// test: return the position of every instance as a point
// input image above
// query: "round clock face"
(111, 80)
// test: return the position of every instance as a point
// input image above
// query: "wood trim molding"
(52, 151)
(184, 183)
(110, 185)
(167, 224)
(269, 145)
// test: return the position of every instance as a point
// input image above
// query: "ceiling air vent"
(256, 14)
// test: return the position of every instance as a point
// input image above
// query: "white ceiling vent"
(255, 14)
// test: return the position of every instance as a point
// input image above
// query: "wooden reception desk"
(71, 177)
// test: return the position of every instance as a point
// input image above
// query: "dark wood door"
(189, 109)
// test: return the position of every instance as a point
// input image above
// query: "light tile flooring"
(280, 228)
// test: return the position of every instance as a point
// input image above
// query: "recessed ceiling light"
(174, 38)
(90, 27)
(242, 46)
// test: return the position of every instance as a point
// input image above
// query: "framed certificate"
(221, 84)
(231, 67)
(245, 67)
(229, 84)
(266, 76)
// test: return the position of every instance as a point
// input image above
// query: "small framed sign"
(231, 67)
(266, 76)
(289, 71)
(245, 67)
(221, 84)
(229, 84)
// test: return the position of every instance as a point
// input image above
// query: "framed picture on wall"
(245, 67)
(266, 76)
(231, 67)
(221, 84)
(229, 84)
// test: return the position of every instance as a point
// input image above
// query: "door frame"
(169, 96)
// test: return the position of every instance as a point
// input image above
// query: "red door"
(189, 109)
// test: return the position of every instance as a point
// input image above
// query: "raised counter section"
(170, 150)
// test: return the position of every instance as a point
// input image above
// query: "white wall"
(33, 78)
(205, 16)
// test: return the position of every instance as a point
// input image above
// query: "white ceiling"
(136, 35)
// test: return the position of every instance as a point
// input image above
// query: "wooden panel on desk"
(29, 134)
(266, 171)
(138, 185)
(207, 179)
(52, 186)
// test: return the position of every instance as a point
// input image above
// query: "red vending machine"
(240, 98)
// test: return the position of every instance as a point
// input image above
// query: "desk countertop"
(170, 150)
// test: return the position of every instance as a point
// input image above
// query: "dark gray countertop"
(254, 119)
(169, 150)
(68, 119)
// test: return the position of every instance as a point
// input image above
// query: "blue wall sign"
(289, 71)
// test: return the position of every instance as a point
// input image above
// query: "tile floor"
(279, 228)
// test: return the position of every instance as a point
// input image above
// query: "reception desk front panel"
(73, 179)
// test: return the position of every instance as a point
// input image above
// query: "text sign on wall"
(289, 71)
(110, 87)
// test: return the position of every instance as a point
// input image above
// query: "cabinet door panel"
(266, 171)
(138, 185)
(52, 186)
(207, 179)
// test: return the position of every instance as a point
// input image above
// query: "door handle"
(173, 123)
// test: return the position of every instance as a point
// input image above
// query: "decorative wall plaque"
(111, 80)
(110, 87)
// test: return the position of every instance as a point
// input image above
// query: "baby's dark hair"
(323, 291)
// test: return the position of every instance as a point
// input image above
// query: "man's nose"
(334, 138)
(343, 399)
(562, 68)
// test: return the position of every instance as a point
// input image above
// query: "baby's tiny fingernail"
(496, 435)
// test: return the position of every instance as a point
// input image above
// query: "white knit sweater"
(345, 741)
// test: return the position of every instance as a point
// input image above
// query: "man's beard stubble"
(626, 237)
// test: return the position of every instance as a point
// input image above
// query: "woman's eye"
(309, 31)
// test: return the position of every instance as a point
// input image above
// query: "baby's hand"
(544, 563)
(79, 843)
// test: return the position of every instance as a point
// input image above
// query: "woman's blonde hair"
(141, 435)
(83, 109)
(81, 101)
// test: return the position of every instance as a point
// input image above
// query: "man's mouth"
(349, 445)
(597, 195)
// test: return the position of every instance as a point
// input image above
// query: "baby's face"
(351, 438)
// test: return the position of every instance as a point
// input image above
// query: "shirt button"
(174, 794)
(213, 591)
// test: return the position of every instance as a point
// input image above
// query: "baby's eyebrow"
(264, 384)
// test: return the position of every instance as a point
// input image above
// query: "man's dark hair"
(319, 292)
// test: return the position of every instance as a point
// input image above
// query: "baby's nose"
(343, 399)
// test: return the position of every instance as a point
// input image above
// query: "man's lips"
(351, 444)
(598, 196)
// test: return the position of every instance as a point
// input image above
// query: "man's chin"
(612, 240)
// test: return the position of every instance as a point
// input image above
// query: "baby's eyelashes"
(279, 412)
-*-*-
- **WORK ORDER**
All of the material above should be repeated word for word.

- **WRITTEN SOLUTION**
// test: return the position of every instance as a point
// input image above
// query: "round clock face"
(111, 80)
// test: return the position of every instance as a point
// input image above
// query: "wood trim molding"
(52, 151)
(184, 183)
(110, 185)
(167, 224)
(269, 145)
// test: return the position of every instance as a point
// input image above
// query: "ceiling air vent"
(256, 14)
// test: return the position of every instance as a point
// input image above
// query: "white ceiling vent"
(255, 14)
// test: return the position of every instance as a point
// input image above
// query: "wooden reception desk"
(71, 177)
// test: return the position of every instance as a point
// input image above
// query: "dark wood door"
(189, 109)
// test: return the position of every instance as a point
// input image above
// query: "light tile flooring"
(280, 228)
// test: return the position of every instance as a point
// input image above
// query: "recessed ceiling light"
(174, 38)
(90, 27)
(242, 46)
// test: return the position of every instance as a point
// input image above
// query: "framed certificate"
(221, 84)
(231, 67)
(245, 67)
(229, 84)
(266, 76)
// test: return the position of every instance as a point
// input image above
// query: "small framed sign"
(231, 67)
(266, 76)
(289, 71)
(245, 67)
(221, 84)
(229, 84)
// test: return the position of every instance as a point
// input image above
// query: "framed picture on wall"
(245, 67)
(266, 76)
(231, 67)
(221, 84)
(229, 84)
// test: return the position of every instance as a point
// input image above
// query: "door frame"
(169, 96)
// test: return the position of every instance as a point
// input image above
// query: "red door"
(189, 109)
// test: return the position of every instance as a point
// input image above
// query: "raised counter section"
(170, 150)
// test: return the position of every instance as a point
// input image above
// query: "white wall"
(33, 78)
(205, 16)
// test: return the position of every instance as a point
// input image above
// query: "white ceiling"
(136, 35)
// test: return the position of every instance as a point
// input image above
// query: "wooden panel on desk"
(29, 134)
(266, 171)
(138, 185)
(207, 179)
(52, 186)
// test: return the position of every instance as a point
// input image above
// query: "red vending machine"
(240, 98)
// test: return the position of every instance as a point
// input image above
// query: "desk countertop"
(170, 150)
// test: return the position of every instance as a point
// input image above
// query: "dark gray countertop"
(254, 119)
(169, 150)
(68, 119)
// test: return the position of every instance as a point
// input image above
// query: "blue wall sign"
(289, 71)
// test: return the position of every instance as a point
// input image above
// query: "tile floor"
(279, 228)
// test: return the position of every instance as a point
// input image above
// query: "reception desk front panel"
(73, 179)
// test: return the position of every instance as a point
// input image above
// query: "text sign on wall"
(289, 71)
(110, 87)
// test: return the position of every instance as a point
// input image above
// query: "cabinet door panel"
(266, 171)
(138, 185)
(52, 186)
(207, 179)
// test: return the position of every instance as a point
// input image above
// query: "door handle"
(173, 123)
// test: return the position of every instance as a point
// input image above
// query: "decorative wall plaque"
(111, 80)
(110, 87)
// test: return the position of every instance as a point
// input image above
// query: "baby's dark hair"
(323, 291)
// test: return the position of every instance as a point
// input image above
// query: "man's nose"
(334, 138)
(343, 399)
(562, 68)
// test: return the position of every instance as a point
// input image above
// query: "baby's tiny fingernail"
(496, 435)
// test: return the position of every instance as a point
// input image above
// query: "white knit sweater"
(345, 741)
// test: return the position of every instance as a point
// input image above
// query: "man's beard stubble"
(626, 237)
// test: return the position of every instance as a point
// input image above
// query: "woman's eye"
(309, 31)
// test: return the position of every instance as a point
// input image above
// query: "baby's hand"
(544, 563)
(79, 843)
// test: return the position of every instance as a point
// input image above
// query: "woman's blonde hair"
(141, 435)
(83, 109)
(81, 101)
// test: return the position of every instance as a point
// input image above
// query: "man's mouth"
(349, 445)
(597, 195)
// test: return the position of every instance as a point
// input image above
// query: "baby's face"
(351, 438)
// test: return the position of every instance as a point
// input image above
// query: "shirt button"
(174, 794)
(213, 591)
// test: return the position of every instance as a point
// input image above
// query: "baby's eyebrow"
(264, 384)
// test: return the position of every instance as a point
// input image above
// query: "man's dark hair"
(319, 292)
// test: return the position of every instance as a point
// input image above
// query: "baby's nose"
(343, 399)
// test: return the position of every instance as a point
// input image above
// query: "man's lips"
(351, 444)
(598, 196)
// test: return the position of every instance as a point
// input image above
// query: "man's chin"
(612, 240)
// test: return the position of every instance as a point
// input image above
// query: "baby's eyelashes"
(279, 412)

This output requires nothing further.